> [Passage to read]
--------------------------------
# Dead Coral / Live Rock



## michutch

Is it ok to put live rock coral that used to be in a salt water tank into a cichlid tank? The (no longer) live rock has been out of the salt water tank for several years.

Thanks!


----------



## cheesoid

I'd be very careful about the residual salt on the rock. Maybe soak the rock in freshwater for a bit. If you have a refractometer (with the rest of the reef gear?) you could test the salinity of soaking water before you put in FW tank. At least soak for 24hrs and taste the water, if it tastes salty in the slightest I wouldn't put it in any FW tank. You'll be able to soak the salt out of it if you keep changing the water. Funnily enough our taste buds are pretty well tuned to detect salt so if the water that you soak it in (after 24hrs) tastes fresh then you should be good


----------



## Number6

I can't see why the salt would matter... now the rotting debris inside the rocks and ammonia that will produce might be a problem. I would plan on cooking the rocks in freshwater for a few weeks or longer. Cooking the rock is an expression for keeping the rocks in total darkness with water/ pump for water movement, etc. I use rubbermaid tubs to cook rock.

Hope that helps


----------



## michutch

Thanks for the comments. I am in no hurry, so should be able to 'cook' the rocks for a good long while and then taste the water.

Thanks


----------



## speedsport

I'm also interested in doing this. Is there any pros or cons to using this rock for a Tanganyikan community tank?


----------



## Number6

*speedsport*
pros: will help buffer water, looks good, makes territories

cons: often has dead organic matter deep inside so phosphates, ammonia, etc. are often "neverending" and cause greenwater or worse in a freshwater tank.
--------------------------------
> [Dataset section]

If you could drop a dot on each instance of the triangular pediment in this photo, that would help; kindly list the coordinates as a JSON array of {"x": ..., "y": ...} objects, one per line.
--------------------------------
> [Things to do]
1 - In the dead coral rock thread, condense the paragraph beginning "I'd be very careful about the residual salt" into a short bulleted list that keeps its main facts.
2 - From the dead coral rock thread, pull out everything from "cons: often has" down to "a freshwater tank.", word for word.

> [Results for each task]
1 -
- Residual salt on the rock is a concern, so soak the rock in freshwater.
- A refractometer, if available, can test the salinity of the soaking water before the rock goes into a freshwater tank.
- Soak for at least 24 hours and taste the water. If it tastes even slightly salty, keep the rock out of any freshwater tank.
- Changing the water repeatedly will soak the salt out.
- Taste buds detect salt well, so if the soaking water tastes fresh after 24 hours, the rock should be fine.

2 -
cons: often has dead organic matter deep inside so phosphates, ammonia, etc. are often "neverending" and cause greenwater or worse in a freshwater tank.